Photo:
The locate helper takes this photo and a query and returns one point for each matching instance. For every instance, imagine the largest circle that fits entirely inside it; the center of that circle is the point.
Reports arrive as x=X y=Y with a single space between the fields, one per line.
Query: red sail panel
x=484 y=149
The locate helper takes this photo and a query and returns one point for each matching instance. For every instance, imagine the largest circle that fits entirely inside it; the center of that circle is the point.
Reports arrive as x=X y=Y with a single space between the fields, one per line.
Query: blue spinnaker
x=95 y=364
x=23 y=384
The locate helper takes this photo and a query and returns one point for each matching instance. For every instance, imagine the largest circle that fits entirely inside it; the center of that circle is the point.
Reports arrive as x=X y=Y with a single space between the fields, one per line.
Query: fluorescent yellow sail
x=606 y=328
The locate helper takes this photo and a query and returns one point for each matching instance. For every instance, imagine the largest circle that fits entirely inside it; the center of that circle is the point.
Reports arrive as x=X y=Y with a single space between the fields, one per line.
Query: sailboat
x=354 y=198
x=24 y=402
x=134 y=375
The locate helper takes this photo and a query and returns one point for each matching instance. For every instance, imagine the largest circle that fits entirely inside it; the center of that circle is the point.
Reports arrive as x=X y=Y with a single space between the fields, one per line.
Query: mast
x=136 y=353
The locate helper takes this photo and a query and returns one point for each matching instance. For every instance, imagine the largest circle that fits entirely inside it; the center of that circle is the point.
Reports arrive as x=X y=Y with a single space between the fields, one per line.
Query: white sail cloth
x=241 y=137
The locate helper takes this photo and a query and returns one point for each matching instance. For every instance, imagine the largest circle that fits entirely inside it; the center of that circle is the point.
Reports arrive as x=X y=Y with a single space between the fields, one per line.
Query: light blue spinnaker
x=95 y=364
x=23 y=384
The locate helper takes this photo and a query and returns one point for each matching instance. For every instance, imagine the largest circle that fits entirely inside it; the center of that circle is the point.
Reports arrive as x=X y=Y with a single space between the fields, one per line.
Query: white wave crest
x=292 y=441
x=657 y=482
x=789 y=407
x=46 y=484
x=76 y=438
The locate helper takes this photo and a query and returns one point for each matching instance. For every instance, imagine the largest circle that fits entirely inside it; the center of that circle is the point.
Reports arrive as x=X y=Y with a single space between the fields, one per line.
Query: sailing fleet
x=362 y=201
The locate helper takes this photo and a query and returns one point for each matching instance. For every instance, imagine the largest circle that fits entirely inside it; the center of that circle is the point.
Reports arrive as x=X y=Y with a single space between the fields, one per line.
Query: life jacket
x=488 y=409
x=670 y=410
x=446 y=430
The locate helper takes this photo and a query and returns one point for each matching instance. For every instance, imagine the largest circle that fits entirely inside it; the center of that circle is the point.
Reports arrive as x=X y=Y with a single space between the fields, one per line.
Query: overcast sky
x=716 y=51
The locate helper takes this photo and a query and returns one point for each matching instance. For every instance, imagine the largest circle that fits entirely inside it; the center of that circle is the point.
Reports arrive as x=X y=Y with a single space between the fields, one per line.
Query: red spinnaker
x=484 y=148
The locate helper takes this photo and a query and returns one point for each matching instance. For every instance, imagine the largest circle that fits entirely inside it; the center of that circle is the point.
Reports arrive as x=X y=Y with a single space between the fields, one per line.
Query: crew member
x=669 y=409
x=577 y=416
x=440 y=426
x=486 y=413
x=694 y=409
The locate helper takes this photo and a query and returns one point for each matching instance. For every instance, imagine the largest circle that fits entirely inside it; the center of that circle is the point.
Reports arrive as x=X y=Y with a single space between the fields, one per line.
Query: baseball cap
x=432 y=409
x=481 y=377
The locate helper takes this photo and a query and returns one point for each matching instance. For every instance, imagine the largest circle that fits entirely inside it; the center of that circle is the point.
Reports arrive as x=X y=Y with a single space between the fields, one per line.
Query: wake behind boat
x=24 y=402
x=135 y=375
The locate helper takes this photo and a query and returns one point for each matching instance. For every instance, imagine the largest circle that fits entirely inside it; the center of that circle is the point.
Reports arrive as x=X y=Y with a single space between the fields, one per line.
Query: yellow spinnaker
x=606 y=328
----------
Problem statement: Repeat all the entries exactly as given.

Task result:
Photo:
The locate helper takes this photo and a query and returns one point for each matching instance. For every instance, imagine the largest circle that fits entirely inside it; the center of that circle is the point.
Reports arrive as x=X y=Y with a single space between the fields, one per line.
Query: red sail panel
x=484 y=149
The locate helper takes this photo and a query and returns one point for each matching instance. For every instance, imagine the largest circle that fits entirely inside it; the center of that circle is the point.
Reports arrive as x=X y=Y with a single space between the fields, one per line.
Query: blue spinnaker
x=95 y=364
x=23 y=384
The locate helper takes this photo and a query and returns one point for each matching instance. For every instance, imagine the largest circle that fits entirely inside it; the center of that circle is the point.
Reports arrive as x=X y=Y with a single space between the fields, one per line.
Query: fluorescent yellow sail
x=606 y=328
The locate helper takes this photo and a query and returns one point for each matching instance. For every instance, imagine the largest circle that fits entirely inside it; the center of that circle is the point.
Reports arrive as x=X y=Y with a single space between the fields, one per line.
Query: sailboat
x=354 y=198
x=24 y=402
x=134 y=375
The locate helper takes this photo and a query and returns one point for each matching instance. For every instance, imagine the largest circle that fits entirely inside it; the center of that circle is the point.
Reports arrive as x=X y=Y with a single space between the fields, one per line.
Query: mast
x=136 y=353
The locate helper takes this photo and a query and returns one point for each matching instance. For every instance, imagine the largest circle that fits entirely inside it; the center of that circle is the point.
Reports arrive as x=X y=Y with a single space between the fields, one per line.
Query: white sail cloth
x=241 y=137
The locate helper takes this photo and a query and returns one point for each matching instance. For every instance, imagine the largest circle that fits entirely inside it; the center of that circle is the point.
Reports arrive as x=X y=Y with a single space between the fields, one per line.
Query: light blue spinnaker
x=95 y=364
x=23 y=384
The locate helper takes this photo and a query and returns one point for each matching instance. For every instance, imagine the largest circle that fits entirely inside it; the center of that circle is the point.
Reports arrive as x=X y=Y with a single space between the fields, one per line.
Query: white wave crest
x=292 y=441
x=657 y=482
x=789 y=407
x=46 y=484
x=76 y=438
The locate helper takes this photo and a query and returns one point for each matching instance. For every instance, imagine the largest circle that fits entirely inside it; the center of that circle is the point.
Reports arrive as x=X y=Y with a single space between the fields, one per line.
Query: sailing fleet
x=362 y=201
The locate helper takes this photo and a query and returns one point for each matching instance. For every instance, imagine the largest circle that fits entirely inside it; the center of that circle is the point.
Reports arrive as x=X y=Y with a single space between the fields, one per line.
Query: life jacket
x=488 y=409
x=670 y=410
x=446 y=430
The locate helper takes this photo and a query and returns one point for each matching instance. For every instance, imagine the largest circle that fits entirely inside it; the center of that circle is the point.
Reports arrive as x=X y=Y with a single space between the fields, one per line.
Query: overcast sky
x=716 y=51
The locate helper takes this photo and a query and returns one point for each matching instance. For every instance, imagine the largest circle that fits entirely inside it; the center of that circle is the point.
Reports arrive as x=X y=Y with a single space between the fields, one per line.
Query: red spinnaker
x=484 y=148
The locate helper takes this photo and a query and returns one point for each matching instance. For every instance, imagine the largest circle that fits entirely inside it; the center of that circle is the point.
Reports arrive as x=X y=Y with a single space between the fields, one per line.
Query: crew member
x=669 y=409
x=577 y=416
x=440 y=426
x=486 y=413
x=694 y=409
The locate helper takes this photo and a query and returns one point for each matching instance. For every instance, imagine the largest circle that fits entirely inside it; the center of that circle is the point.
Reports arrive as x=X y=Y with a single space between the fields, one per line.
Query: baseball cap
x=432 y=409
x=481 y=377
The locate helper takes this photo and a query and returns one point for each matching instance. For every instance, imagine the largest circle that fits entirely inside it; the center of that circle is the point.
Reports arrive as x=X y=Y with a single space between the fields, one per line.
Query: wake behind boat
x=24 y=402
x=135 y=375
The locate helper takes this photo and a query and returns one point for each matching instance. For every instance, imagine the largest circle that fits entirely inside it; the center of that circle is the point.
Reports arrive as x=X y=Y with a single space between the fields, one per line.
Query: yellow spinnaker
x=606 y=328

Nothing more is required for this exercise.